**What to produce:** Reproduce the stretch from the beginning of the items through the line containing "top-left (157, 161), bottom-right (171, 187)", omitting the pictures.

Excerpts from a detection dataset
╔══
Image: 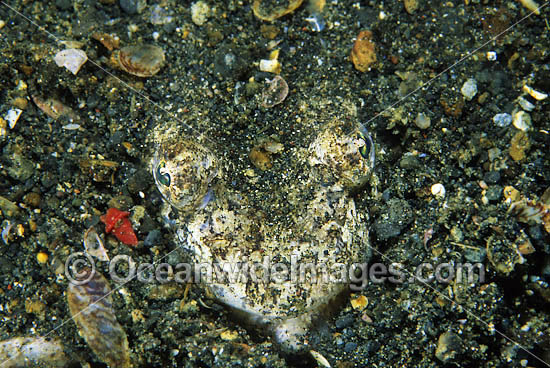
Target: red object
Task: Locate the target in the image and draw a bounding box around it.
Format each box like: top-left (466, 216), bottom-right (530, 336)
top-left (99, 208), bottom-right (137, 246)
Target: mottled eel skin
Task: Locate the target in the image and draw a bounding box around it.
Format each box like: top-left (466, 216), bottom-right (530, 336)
top-left (152, 121), bottom-right (374, 353)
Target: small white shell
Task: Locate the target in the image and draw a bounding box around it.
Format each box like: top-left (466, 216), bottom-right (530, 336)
top-left (53, 49), bottom-right (88, 75)
top-left (512, 111), bottom-right (531, 132)
top-left (260, 59), bottom-right (281, 74)
top-left (518, 96), bottom-right (535, 111)
top-left (523, 84), bottom-right (548, 101)
top-left (4, 109), bottom-right (23, 129)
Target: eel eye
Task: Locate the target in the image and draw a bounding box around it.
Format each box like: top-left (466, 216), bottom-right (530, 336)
top-left (157, 161), bottom-right (171, 187)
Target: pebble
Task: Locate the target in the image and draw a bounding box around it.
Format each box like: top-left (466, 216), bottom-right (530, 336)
top-left (36, 252), bottom-right (48, 264)
top-left (462, 248), bottom-right (487, 263)
top-left (430, 183), bottom-right (445, 198)
top-left (493, 112), bottom-right (512, 128)
top-left (23, 192), bottom-right (41, 208)
top-left (483, 170), bottom-right (500, 184)
top-left (414, 112), bottom-right (431, 129)
top-left (335, 314), bottom-right (355, 329)
top-left (344, 341), bottom-right (357, 353)
top-left (509, 131), bottom-right (531, 161)
top-left (403, 0), bottom-right (418, 14)
top-left (7, 152), bottom-right (34, 182)
top-left (191, 1), bottom-right (210, 26)
top-left (262, 75), bottom-right (288, 108)
top-left (374, 198), bottom-right (413, 240)
top-left (350, 31), bottom-right (376, 72)
top-left (399, 154), bottom-right (420, 169)
top-left (460, 78), bottom-right (477, 101)
top-left (120, 0), bottom-right (147, 14)
top-left (435, 332), bottom-right (463, 363)
top-left (143, 229), bottom-right (162, 247)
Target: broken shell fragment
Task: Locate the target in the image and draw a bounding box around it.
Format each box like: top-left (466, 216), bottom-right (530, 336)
top-left (350, 31), bottom-right (376, 72)
top-left (113, 45), bottom-right (165, 77)
top-left (262, 75), bottom-right (288, 108)
top-left (252, 0), bottom-right (304, 22)
top-left (0, 337), bottom-right (71, 368)
top-left (53, 49), bottom-right (88, 75)
top-left (67, 268), bottom-right (131, 368)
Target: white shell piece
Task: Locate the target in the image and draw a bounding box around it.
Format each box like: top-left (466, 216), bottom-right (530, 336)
top-left (4, 109), bottom-right (23, 129)
top-left (523, 84), bottom-right (548, 101)
top-left (512, 111), bottom-right (531, 132)
top-left (53, 49), bottom-right (88, 75)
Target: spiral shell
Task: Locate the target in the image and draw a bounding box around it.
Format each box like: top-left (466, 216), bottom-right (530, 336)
top-left (113, 45), bottom-right (165, 77)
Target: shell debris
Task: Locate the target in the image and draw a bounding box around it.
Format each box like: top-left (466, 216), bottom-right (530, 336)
top-left (53, 49), bottom-right (88, 75)
top-left (67, 268), bottom-right (131, 368)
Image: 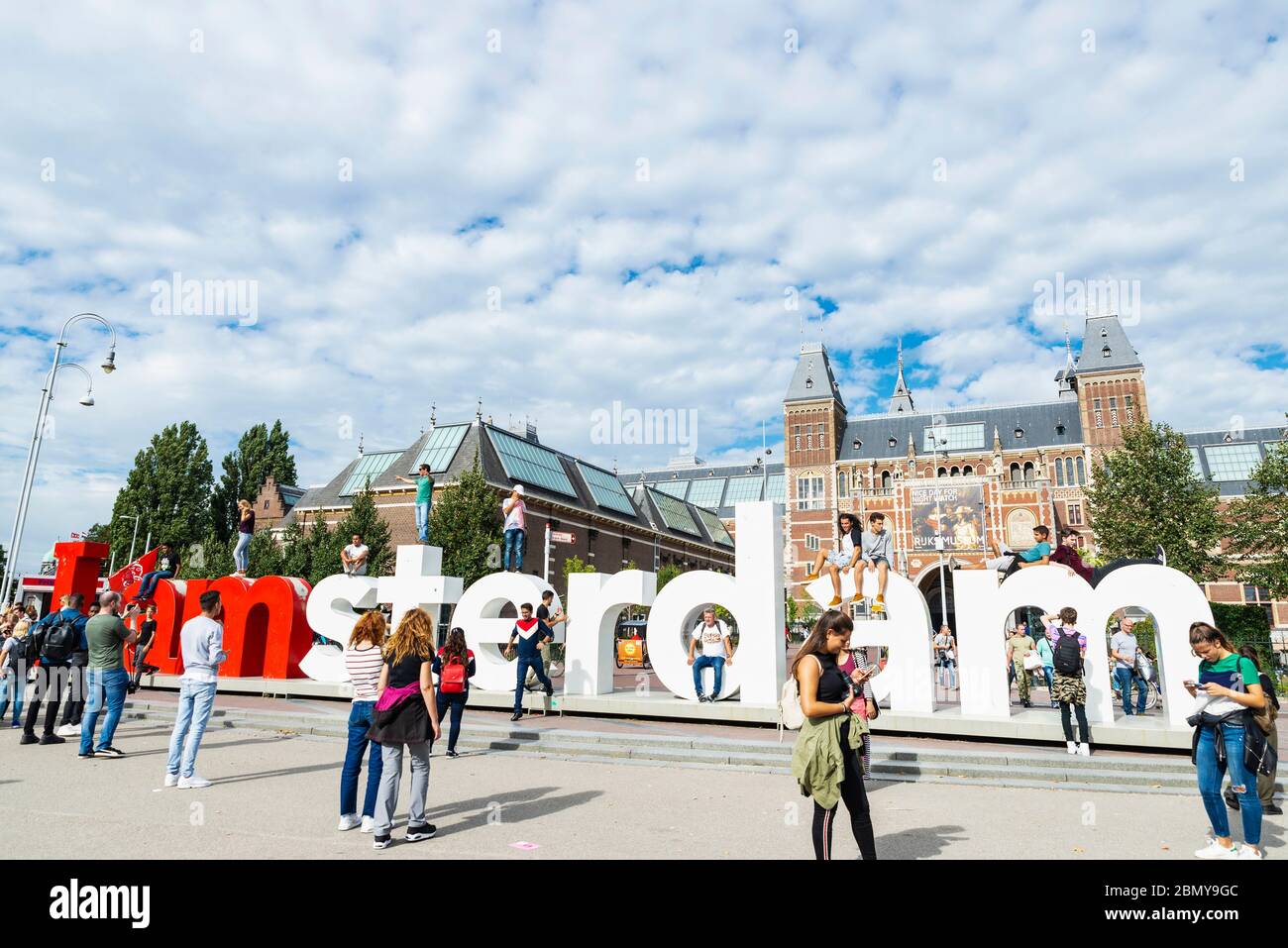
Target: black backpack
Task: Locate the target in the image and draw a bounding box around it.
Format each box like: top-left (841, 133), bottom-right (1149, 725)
top-left (40, 613), bottom-right (80, 665)
top-left (1055, 626), bottom-right (1082, 678)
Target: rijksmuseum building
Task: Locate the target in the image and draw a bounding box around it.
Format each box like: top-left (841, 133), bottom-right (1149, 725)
top-left (257, 316), bottom-right (1288, 649)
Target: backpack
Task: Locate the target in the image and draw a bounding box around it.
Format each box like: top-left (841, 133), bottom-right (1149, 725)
top-left (438, 658), bottom-right (469, 694)
top-left (1055, 626), bottom-right (1082, 678)
top-left (40, 613), bottom-right (80, 665)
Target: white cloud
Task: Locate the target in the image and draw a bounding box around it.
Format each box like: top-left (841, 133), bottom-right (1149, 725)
top-left (0, 0), bottom-right (1288, 574)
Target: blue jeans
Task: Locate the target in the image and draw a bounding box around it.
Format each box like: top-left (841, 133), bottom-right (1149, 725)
top-left (139, 570), bottom-right (174, 599)
top-left (340, 700), bottom-right (383, 816)
top-left (0, 666), bottom-right (27, 728)
top-left (1115, 669), bottom-right (1149, 715)
top-left (1194, 724), bottom-right (1261, 846)
top-left (81, 669), bottom-right (130, 754)
top-left (166, 682), bottom-right (215, 777)
top-left (501, 528), bottom-right (523, 572)
top-left (693, 656), bottom-right (724, 698)
top-left (514, 656), bottom-right (554, 715)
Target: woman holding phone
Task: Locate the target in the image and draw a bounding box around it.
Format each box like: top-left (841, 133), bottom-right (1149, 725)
top-left (793, 609), bottom-right (877, 859)
top-left (1185, 622), bottom-right (1266, 859)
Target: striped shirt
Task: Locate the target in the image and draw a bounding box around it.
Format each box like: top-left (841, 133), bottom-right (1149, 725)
top-left (344, 645), bottom-right (385, 700)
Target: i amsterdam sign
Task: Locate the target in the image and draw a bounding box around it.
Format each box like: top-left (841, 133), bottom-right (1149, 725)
top-left (54, 501), bottom-right (1212, 729)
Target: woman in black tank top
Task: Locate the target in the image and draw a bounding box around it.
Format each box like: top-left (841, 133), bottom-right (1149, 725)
top-left (793, 609), bottom-right (877, 859)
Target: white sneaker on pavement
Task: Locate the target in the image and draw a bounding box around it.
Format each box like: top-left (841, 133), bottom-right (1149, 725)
top-left (1194, 840), bottom-right (1239, 859)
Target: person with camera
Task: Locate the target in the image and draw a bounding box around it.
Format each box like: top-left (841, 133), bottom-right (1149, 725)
top-left (793, 609), bottom-right (877, 861)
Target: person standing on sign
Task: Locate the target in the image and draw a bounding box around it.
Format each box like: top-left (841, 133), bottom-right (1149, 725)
top-left (501, 484), bottom-right (528, 574)
top-left (164, 588), bottom-right (228, 790)
top-left (690, 605), bottom-right (733, 703)
top-left (233, 500), bottom-right (255, 579)
top-left (854, 513), bottom-right (894, 616)
top-left (804, 514), bottom-right (863, 609)
top-left (134, 544), bottom-right (179, 603)
top-left (398, 464), bottom-right (434, 544)
top-left (340, 533), bottom-right (371, 576)
top-left (505, 603), bottom-right (555, 721)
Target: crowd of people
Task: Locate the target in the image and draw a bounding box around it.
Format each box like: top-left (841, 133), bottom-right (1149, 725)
top-left (0, 507), bottom-right (1280, 859)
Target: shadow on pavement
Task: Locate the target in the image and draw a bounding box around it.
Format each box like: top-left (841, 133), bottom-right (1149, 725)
top-left (877, 825), bottom-right (966, 859)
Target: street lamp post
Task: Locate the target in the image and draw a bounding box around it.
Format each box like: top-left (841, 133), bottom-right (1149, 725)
top-left (0, 313), bottom-right (116, 601)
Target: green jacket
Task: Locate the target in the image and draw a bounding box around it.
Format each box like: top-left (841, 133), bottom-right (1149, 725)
top-left (793, 711), bottom-right (868, 810)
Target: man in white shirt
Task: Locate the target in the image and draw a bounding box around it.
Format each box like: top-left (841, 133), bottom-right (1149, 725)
top-left (501, 484), bottom-right (528, 574)
top-left (340, 533), bottom-right (371, 576)
top-left (690, 608), bottom-right (733, 703)
top-left (164, 590), bottom-right (228, 790)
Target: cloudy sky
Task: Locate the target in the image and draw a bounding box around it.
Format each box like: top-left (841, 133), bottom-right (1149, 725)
top-left (0, 0), bottom-right (1288, 566)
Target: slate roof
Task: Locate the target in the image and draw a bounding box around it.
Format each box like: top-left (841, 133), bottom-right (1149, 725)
top-left (783, 343), bottom-right (845, 409)
top-left (282, 422), bottom-right (729, 554)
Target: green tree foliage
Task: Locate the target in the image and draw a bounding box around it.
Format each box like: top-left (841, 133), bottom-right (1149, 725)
top-left (111, 421), bottom-right (213, 566)
top-left (335, 489), bottom-right (394, 582)
top-left (1227, 430), bottom-right (1288, 599)
top-left (1087, 425), bottom-right (1225, 580)
top-left (210, 419), bottom-right (299, 540)
top-left (429, 452), bottom-right (502, 586)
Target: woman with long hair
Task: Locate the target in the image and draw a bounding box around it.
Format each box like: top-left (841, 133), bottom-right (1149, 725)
top-left (793, 609), bottom-right (877, 859)
top-left (233, 500), bottom-right (255, 578)
top-left (1185, 622), bottom-right (1266, 859)
top-left (433, 629), bottom-right (476, 758)
top-left (370, 609), bottom-right (442, 849)
top-left (339, 609), bottom-right (386, 833)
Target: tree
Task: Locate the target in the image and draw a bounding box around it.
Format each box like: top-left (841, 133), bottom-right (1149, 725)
top-left (331, 489), bottom-right (394, 576)
top-left (1227, 430), bottom-right (1288, 599)
top-left (210, 419), bottom-right (299, 540)
top-left (110, 421), bottom-right (212, 565)
top-left (429, 452), bottom-right (502, 586)
top-left (1086, 425), bottom-right (1225, 580)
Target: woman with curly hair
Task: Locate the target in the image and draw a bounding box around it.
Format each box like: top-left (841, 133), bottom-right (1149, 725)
top-left (339, 609), bottom-right (385, 833)
top-left (369, 609), bottom-right (442, 849)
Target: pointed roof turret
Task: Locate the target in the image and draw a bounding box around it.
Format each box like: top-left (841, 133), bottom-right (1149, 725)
top-left (783, 343), bottom-right (845, 411)
top-left (890, 339), bottom-right (917, 415)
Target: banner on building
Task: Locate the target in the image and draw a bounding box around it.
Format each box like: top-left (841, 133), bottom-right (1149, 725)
top-left (910, 480), bottom-right (984, 553)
╚══
**Answer:**
Image: 
Target: red object
Task: Locate the target in the image and draw a bounding box around it.
Format each box like: top-left (466, 216), bottom-right (530, 336)
top-left (99, 208), bottom-right (137, 246)
Target: mottled eel skin
Task: Locate the target in the image and draw a bounding box around it.
Format each box like: top-left (466, 216), bottom-right (530, 336)
top-left (152, 121), bottom-right (374, 353)
Target: small white shell
Task: Locate the target in the image and draw a bounding box around it.
Format each box like: top-left (466, 216), bottom-right (530, 336)
top-left (53, 49), bottom-right (88, 75)
top-left (512, 111), bottom-right (531, 132)
top-left (260, 59), bottom-right (281, 74)
top-left (518, 96), bottom-right (535, 111)
top-left (523, 84), bottom-right (548, 101)
top-left (4, 109), bottom-right (23, 129)
Target: eel eye
Task: Locate the target in the image and draw a bounding box around it.
Format each box like: top-left (466, 216), bottom-right (530, 336)
top-left (157, 161), bottom-right (171, 187)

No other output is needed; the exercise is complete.